--- Start of MATERIAL FOR THE TASK ---

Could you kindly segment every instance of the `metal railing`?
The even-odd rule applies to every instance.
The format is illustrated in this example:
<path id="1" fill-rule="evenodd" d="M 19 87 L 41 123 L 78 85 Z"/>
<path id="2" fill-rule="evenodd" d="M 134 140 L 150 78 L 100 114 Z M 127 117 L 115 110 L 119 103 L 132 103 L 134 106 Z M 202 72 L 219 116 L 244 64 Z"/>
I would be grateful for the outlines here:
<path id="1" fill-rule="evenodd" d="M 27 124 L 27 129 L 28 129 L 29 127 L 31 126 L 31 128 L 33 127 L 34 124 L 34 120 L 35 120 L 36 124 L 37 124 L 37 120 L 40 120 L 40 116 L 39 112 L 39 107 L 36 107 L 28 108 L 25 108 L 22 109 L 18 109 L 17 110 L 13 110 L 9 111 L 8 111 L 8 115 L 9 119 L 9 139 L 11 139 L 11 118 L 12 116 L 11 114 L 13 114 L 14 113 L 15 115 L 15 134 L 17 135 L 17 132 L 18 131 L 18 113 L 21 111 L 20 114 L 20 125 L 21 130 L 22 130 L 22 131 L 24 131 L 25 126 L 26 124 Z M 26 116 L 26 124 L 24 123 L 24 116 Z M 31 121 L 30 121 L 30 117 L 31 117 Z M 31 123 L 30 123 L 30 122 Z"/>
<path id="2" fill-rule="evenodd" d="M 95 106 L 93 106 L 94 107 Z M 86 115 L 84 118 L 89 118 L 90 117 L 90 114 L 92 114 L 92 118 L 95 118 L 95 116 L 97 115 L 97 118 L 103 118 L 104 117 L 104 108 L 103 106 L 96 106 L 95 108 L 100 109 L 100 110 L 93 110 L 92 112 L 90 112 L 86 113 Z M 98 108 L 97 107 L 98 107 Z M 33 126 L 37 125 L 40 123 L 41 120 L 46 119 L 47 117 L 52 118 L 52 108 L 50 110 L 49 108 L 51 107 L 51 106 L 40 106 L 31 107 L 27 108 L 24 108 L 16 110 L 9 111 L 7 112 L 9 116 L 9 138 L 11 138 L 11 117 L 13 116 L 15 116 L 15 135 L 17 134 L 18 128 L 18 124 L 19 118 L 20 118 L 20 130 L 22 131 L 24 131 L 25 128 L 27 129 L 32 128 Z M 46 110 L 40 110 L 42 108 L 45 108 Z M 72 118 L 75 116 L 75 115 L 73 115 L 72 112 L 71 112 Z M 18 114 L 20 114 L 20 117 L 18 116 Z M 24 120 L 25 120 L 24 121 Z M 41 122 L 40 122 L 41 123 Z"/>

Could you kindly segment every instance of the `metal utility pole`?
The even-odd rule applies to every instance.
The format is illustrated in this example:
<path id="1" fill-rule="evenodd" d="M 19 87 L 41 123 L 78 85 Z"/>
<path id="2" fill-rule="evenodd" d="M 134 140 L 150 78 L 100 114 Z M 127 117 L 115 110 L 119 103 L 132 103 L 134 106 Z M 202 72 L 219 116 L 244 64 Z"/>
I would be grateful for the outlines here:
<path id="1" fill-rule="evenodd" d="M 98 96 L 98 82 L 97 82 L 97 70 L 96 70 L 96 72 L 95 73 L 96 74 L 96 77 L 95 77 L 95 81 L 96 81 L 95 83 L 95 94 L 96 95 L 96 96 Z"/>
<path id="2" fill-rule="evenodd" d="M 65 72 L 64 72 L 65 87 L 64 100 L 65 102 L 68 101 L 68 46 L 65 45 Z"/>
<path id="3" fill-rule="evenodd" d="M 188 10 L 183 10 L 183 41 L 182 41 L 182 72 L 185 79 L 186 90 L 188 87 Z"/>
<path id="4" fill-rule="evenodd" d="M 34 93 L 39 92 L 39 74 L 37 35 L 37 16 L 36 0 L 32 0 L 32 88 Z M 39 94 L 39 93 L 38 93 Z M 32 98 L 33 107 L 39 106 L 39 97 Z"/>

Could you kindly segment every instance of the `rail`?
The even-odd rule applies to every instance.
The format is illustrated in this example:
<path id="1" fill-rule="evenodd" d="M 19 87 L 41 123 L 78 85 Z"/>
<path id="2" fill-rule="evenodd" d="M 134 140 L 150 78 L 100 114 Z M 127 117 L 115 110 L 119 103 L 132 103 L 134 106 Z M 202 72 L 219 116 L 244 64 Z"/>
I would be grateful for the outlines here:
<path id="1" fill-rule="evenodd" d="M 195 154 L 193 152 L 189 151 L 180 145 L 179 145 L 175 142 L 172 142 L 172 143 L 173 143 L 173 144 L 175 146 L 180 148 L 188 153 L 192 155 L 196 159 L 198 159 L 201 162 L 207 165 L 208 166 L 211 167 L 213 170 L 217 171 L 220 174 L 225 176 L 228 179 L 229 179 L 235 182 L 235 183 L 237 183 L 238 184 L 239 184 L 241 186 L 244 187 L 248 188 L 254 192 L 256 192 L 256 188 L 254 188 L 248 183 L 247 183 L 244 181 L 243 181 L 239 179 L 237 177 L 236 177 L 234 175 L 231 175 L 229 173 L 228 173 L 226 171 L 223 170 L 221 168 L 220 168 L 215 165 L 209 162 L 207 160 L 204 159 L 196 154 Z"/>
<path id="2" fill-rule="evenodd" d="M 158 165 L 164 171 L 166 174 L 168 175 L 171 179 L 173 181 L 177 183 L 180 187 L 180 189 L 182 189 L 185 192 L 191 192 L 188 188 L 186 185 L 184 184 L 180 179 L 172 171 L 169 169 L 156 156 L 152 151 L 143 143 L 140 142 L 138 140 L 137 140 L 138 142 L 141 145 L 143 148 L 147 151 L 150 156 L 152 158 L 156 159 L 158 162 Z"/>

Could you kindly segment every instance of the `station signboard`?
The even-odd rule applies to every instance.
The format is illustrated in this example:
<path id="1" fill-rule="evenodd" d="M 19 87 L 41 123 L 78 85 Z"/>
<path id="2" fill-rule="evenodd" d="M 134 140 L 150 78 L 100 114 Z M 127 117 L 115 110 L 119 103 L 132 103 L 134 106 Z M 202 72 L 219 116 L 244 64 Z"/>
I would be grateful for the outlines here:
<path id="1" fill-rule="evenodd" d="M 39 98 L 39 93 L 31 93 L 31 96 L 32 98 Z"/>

--- End of MATERIAL FOR THE TASK ---

● **WHAT THIS TASK INVOLVES**
Count the lines in the rows above that contain the string "kindly", with case significant, and reply with the number alone.

● **SOLUTION**
4